Material for the task:

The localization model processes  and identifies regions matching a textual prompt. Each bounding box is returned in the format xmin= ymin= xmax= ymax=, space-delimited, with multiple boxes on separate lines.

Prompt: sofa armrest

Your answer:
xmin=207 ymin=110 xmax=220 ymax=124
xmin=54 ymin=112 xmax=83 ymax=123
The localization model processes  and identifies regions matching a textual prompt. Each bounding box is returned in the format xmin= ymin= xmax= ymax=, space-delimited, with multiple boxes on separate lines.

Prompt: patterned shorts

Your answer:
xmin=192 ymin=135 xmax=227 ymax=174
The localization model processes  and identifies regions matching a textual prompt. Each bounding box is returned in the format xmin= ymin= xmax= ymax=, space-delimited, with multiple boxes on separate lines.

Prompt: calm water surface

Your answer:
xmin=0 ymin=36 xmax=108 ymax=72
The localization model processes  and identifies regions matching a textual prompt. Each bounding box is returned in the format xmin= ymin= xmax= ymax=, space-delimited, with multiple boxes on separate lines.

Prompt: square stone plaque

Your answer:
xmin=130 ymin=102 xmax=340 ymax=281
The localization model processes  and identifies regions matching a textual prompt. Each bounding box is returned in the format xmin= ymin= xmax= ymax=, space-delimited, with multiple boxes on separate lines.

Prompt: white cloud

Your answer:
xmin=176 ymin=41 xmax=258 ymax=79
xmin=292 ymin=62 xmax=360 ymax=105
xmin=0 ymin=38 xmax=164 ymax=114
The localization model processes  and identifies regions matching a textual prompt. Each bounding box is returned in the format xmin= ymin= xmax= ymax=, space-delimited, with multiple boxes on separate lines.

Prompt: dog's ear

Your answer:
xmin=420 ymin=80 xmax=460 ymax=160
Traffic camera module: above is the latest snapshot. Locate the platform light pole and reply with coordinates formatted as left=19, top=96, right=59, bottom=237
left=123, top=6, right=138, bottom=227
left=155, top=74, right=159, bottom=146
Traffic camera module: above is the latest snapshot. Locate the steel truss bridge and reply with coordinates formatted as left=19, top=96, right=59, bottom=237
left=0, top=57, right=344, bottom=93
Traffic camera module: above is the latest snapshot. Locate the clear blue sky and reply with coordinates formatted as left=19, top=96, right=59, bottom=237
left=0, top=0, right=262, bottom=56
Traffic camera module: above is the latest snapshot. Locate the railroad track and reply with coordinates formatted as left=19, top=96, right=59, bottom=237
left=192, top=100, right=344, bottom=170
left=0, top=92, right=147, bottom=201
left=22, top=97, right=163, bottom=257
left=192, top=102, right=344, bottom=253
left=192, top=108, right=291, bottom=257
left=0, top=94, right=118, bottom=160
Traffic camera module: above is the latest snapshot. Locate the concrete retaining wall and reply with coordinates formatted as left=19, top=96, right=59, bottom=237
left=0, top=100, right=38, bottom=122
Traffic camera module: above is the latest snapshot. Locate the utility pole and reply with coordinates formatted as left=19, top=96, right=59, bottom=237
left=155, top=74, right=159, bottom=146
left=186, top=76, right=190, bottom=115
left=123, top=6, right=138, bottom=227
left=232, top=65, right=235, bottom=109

What is required: Reproduce only those lines of the entries above that run from the line with "Locate the concrete" to the final line.

Expected answer:
Traffic camera module: above is the latest snapshot. Locate the concrete retaining wall and reply with coordinates formatted as left=19, top=96, right=59, bottom=237
left=0, top=100, right=38, bottom=122
Traffic camera module: above is the latest snapshot. Locate the utility pole and reply with coordinates formatted as left=19, top=96, right=59, bottom=237
left=155, top=74, right=159, bottom=146
left=186, top=76, right=190, bottom=115
left=123, top=6, right=138, bottom=227
left=232, top=65, right=235, bottom=109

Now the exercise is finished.